Problem description: From the lines below, extract the one containing "Target: yellow and black scarf" and every line after it through the last, reproducing each word for word.

Entries for labeling object positions

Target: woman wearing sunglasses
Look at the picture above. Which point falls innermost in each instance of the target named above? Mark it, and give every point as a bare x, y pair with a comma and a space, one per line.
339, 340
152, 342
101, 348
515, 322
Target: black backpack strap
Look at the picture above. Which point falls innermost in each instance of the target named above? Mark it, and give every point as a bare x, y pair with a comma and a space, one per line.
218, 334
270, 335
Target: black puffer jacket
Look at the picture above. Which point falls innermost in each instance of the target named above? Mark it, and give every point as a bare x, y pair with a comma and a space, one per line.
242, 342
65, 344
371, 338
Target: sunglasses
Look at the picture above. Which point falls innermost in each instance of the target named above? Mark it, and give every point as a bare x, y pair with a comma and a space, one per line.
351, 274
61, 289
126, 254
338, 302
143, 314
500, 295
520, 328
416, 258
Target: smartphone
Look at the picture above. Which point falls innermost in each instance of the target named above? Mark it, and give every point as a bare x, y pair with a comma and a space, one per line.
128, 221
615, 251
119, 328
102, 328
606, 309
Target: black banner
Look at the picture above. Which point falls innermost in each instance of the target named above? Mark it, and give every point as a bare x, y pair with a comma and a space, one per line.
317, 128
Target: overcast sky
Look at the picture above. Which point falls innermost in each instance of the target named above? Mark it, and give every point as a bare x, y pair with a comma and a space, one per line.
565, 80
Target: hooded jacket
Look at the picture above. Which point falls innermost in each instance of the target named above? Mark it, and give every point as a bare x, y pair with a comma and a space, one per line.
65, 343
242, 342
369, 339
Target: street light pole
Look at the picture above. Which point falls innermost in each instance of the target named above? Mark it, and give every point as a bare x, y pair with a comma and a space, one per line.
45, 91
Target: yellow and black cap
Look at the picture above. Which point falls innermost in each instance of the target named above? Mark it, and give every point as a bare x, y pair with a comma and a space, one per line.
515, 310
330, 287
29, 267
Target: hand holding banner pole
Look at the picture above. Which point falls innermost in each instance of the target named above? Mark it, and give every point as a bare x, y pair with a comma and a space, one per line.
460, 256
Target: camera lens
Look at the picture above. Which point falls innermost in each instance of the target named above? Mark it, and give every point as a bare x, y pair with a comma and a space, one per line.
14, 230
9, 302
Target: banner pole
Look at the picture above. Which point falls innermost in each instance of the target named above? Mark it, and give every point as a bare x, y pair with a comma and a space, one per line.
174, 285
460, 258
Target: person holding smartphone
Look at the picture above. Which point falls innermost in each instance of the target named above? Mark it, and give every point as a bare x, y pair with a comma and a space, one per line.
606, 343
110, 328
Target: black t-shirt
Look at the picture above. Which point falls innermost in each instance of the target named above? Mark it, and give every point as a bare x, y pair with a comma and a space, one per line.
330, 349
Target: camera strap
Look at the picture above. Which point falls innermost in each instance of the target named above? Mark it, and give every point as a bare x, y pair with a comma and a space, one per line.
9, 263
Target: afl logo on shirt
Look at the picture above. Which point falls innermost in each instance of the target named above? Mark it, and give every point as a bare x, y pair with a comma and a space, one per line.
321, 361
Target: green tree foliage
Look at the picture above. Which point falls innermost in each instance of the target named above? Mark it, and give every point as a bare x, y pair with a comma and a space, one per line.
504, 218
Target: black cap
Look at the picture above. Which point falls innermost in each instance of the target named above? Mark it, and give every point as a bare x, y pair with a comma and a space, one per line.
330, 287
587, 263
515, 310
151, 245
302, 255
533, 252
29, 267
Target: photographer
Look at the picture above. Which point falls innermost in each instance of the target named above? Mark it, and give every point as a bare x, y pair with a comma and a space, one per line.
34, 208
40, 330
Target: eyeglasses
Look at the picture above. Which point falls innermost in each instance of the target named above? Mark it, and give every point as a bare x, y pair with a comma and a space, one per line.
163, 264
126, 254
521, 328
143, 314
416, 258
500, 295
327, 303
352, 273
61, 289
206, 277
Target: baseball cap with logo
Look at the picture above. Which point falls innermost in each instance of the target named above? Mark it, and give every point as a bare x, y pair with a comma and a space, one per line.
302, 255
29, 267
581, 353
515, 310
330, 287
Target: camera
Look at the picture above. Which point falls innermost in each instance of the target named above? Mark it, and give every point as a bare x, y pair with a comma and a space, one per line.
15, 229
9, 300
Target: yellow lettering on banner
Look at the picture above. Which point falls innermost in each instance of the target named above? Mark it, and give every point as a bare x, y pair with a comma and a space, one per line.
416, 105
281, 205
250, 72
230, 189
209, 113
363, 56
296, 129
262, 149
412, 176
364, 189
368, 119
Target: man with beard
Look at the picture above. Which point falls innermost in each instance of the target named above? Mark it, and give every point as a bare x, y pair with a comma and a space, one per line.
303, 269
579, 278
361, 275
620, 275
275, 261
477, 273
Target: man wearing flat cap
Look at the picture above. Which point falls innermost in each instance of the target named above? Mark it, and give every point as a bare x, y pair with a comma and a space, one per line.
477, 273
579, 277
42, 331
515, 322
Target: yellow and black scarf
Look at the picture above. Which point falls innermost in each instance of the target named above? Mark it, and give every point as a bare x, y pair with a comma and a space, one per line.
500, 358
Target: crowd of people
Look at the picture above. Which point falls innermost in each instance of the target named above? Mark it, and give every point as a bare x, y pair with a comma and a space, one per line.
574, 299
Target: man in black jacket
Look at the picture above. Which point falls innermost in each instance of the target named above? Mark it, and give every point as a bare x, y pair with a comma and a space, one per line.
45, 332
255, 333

Response to this task:
Target: yellow and black scarf
Look at the picture above. Which point falls innermost in each instance of the target named above? Mark it, and give every point as a bare x, y pair with a comma and a space, one per line.
500, 358
Target: crowd of people
Look at the picture above. Which point falls innermost in each instance of the target named above? Mark it, and give every point as a bare x, y pair with a comma and a space, one per line.
574, 299
Target: man in black jacket
Look at the picture above. Which point falls innermost in each instance of the target named above? Mark it, and give every point as a bare x, y pair with a comma and a space, one per line.
45, 332
255, 333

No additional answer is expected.